BEGIN SOURCE MATERIAL
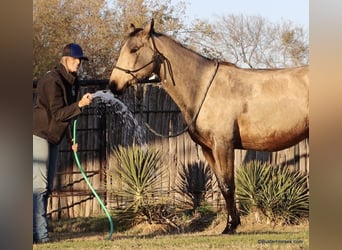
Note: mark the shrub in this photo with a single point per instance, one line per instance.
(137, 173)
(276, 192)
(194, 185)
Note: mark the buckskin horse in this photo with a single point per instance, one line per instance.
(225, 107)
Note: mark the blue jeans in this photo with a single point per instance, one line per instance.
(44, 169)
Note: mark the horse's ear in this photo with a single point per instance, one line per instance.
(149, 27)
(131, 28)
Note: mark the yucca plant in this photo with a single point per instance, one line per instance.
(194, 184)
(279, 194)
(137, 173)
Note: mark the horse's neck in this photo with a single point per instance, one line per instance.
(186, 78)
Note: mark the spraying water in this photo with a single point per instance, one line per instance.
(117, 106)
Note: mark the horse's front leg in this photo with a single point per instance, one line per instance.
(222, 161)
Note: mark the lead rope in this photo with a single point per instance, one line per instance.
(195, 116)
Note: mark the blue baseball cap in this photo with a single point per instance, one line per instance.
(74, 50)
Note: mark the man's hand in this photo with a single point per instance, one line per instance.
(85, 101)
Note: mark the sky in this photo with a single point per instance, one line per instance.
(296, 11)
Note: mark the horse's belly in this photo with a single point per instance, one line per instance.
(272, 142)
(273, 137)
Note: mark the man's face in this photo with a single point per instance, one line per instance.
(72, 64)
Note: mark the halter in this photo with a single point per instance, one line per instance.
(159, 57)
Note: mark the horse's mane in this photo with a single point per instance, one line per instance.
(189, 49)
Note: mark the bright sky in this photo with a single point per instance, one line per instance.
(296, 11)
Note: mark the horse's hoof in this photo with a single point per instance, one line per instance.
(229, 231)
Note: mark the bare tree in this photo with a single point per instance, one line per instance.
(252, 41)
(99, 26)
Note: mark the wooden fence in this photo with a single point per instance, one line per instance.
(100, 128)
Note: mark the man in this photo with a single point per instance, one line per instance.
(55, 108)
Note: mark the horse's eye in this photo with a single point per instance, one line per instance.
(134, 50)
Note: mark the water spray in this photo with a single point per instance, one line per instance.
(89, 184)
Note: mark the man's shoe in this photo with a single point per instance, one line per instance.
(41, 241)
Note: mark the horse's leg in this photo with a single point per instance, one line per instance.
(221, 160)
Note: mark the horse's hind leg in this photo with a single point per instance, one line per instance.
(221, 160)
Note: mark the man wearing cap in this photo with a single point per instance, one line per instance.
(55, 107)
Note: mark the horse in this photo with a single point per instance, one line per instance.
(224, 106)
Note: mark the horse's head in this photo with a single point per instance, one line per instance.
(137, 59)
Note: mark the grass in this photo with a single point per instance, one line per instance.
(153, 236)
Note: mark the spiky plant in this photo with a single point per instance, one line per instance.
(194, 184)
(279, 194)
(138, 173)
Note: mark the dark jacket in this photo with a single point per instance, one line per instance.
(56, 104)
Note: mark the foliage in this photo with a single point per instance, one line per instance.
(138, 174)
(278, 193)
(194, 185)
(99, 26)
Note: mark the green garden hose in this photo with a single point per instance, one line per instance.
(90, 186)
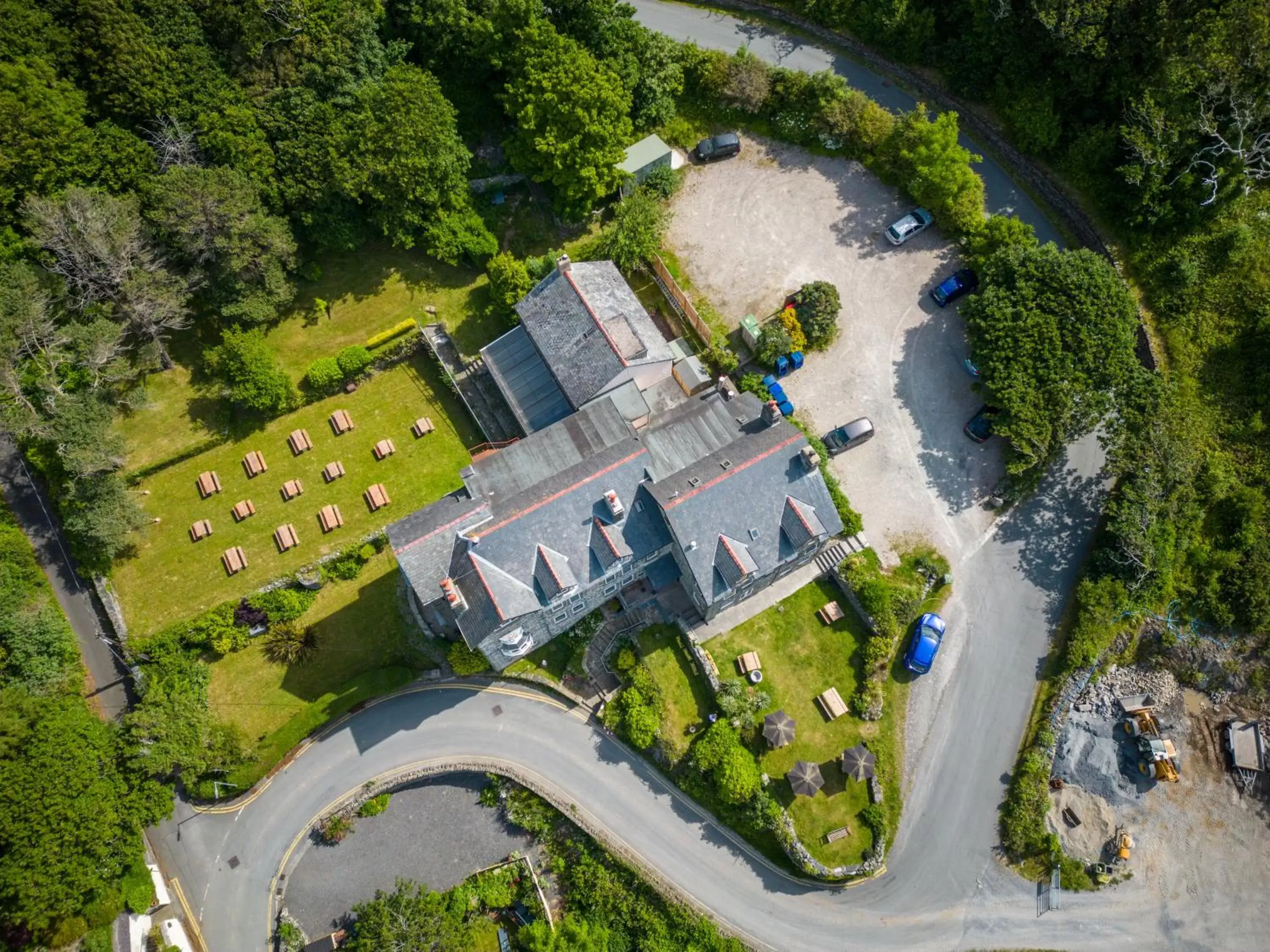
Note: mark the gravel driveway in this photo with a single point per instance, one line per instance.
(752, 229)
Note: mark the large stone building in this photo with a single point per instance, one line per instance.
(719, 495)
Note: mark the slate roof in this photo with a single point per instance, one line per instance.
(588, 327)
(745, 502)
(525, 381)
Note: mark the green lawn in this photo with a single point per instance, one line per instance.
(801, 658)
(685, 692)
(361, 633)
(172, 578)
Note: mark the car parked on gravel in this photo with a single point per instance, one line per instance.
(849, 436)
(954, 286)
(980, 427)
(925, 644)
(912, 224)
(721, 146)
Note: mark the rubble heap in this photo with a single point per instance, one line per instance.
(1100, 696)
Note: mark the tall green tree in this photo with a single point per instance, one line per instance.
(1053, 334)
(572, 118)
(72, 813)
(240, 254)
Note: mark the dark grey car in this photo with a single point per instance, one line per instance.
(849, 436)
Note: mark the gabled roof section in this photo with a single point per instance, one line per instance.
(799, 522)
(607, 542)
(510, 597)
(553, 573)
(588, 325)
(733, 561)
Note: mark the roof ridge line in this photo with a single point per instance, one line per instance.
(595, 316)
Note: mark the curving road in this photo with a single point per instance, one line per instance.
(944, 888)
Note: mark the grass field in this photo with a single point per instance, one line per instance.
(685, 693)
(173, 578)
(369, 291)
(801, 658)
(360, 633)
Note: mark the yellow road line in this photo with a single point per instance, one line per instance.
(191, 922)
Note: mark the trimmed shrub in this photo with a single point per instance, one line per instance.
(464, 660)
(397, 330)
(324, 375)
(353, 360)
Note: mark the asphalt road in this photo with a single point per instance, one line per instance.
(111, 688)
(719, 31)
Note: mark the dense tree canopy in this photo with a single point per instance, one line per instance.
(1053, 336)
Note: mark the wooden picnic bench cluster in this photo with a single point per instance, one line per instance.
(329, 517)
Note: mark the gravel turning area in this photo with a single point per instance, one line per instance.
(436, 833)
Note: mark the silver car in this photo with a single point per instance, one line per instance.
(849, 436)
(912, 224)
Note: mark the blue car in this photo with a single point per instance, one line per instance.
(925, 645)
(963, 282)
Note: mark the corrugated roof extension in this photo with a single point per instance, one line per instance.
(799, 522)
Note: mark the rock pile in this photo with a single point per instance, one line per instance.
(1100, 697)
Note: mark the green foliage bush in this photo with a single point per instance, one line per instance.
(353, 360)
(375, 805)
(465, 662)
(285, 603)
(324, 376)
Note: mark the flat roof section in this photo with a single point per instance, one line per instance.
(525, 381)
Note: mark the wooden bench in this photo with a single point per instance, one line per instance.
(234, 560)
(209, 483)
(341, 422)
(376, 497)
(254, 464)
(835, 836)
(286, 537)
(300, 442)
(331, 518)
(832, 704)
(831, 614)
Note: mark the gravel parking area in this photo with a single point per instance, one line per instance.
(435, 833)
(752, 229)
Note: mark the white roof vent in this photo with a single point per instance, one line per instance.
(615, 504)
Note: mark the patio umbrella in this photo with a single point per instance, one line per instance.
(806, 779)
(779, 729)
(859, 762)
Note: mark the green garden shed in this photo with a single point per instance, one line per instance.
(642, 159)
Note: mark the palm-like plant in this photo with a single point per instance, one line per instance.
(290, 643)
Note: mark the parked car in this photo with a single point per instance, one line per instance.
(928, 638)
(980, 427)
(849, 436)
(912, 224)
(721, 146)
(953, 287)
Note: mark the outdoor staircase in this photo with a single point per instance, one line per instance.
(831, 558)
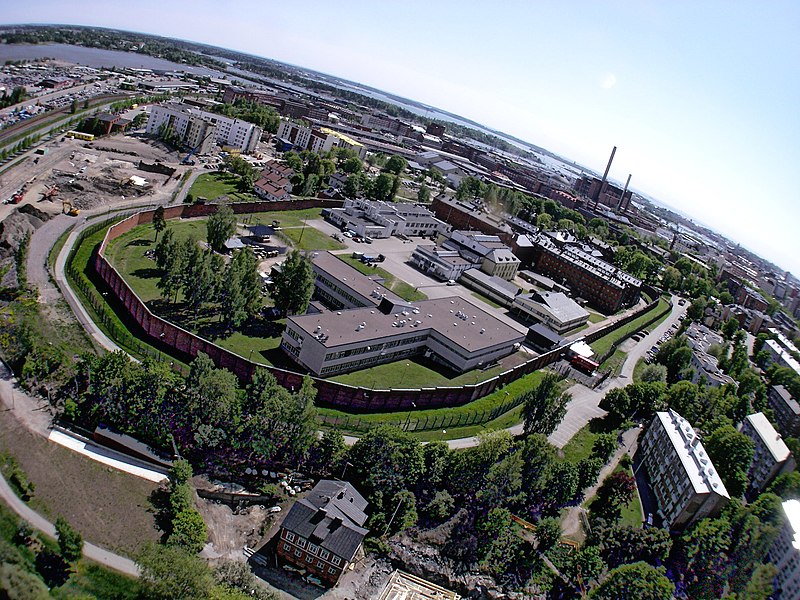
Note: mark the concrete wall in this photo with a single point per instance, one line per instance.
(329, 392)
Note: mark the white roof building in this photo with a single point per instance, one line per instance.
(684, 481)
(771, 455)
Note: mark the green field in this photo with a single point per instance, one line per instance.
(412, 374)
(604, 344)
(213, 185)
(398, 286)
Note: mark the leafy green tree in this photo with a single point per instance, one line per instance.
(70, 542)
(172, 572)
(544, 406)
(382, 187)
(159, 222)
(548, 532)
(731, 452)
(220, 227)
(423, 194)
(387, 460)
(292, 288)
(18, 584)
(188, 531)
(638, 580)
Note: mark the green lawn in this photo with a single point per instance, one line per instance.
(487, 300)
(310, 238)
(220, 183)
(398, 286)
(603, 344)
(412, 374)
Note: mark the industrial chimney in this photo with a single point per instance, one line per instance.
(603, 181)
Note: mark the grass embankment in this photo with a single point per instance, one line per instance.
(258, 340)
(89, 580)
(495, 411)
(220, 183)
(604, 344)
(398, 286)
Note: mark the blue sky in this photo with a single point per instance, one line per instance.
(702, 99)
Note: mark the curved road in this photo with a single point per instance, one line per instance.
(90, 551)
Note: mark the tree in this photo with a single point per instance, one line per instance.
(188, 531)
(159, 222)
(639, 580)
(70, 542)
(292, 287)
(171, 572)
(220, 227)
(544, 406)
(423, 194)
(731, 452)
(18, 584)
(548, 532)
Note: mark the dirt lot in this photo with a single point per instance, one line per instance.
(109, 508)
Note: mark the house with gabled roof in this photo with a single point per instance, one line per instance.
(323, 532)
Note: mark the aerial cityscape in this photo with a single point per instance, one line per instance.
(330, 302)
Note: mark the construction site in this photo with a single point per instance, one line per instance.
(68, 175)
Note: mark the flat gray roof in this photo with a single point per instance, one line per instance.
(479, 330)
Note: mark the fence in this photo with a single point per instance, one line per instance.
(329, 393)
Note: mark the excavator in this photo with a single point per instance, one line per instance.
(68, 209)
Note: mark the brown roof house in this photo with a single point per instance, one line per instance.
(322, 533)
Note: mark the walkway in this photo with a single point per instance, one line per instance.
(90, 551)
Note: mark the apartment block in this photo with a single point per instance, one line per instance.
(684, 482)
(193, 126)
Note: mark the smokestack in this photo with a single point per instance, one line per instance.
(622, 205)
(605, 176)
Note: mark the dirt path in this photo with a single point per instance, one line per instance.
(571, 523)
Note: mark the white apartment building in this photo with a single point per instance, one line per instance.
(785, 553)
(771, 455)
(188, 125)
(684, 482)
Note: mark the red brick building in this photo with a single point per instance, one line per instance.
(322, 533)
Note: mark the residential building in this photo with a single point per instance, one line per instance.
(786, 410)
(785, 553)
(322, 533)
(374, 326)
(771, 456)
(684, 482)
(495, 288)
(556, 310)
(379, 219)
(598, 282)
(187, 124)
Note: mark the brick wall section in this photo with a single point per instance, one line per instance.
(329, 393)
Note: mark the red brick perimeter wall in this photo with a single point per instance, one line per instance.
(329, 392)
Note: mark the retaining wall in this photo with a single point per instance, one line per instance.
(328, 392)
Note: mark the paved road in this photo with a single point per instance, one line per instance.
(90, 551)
END SOURCE MATERIAL
Copy out exactly the lines from the line with "Note: mark the apartment" to the end of the listing, including both of those lines, and give nothing else.

OUTPUT OF THE TASK
Note: mark the apartment block in this photo with a single point per instance, one line per instance.
(684, 482)
(193, 126)
Note: mark the smokestack in this photo with a single point per instance, one line per instance.
(622, 205)
(605, 176)
Note: mark the dirt path in this photo with a single point per instance, one line per instance.
(571, 523)
Note: mark the white apartment building in this photo with a single point per instance, one line per instance.
(785, 553)
(771, 455)
(188, 125)
(684, 482)
Note: mark the red brick building in this photo with a single point per instance, one line per instance.
(322, 533)
Note: mark the residential building in this photo with a single point per instance, one line per instance.
(786, 410)
(785, 553)
(322, 533)
(374, 326)
(771, 456)
(684, 482)
(495, 288)
(556, 310)
(379, 219)
(598, 282)
(187, 124)
Note: mark the brick wall section in this photo with a single point per instance, one line per instance.
(329, 393)
Note: mark the red brick perimeter wall in this photo with a single point per instance, one line per instance.
(329, 392)
Note: mark the retaining wall in this photo with a single point per instance, one line per instance.
(328, 392)
Note: mark the paved road in this photo with a single point per instance, one line per instance.
(90, 551)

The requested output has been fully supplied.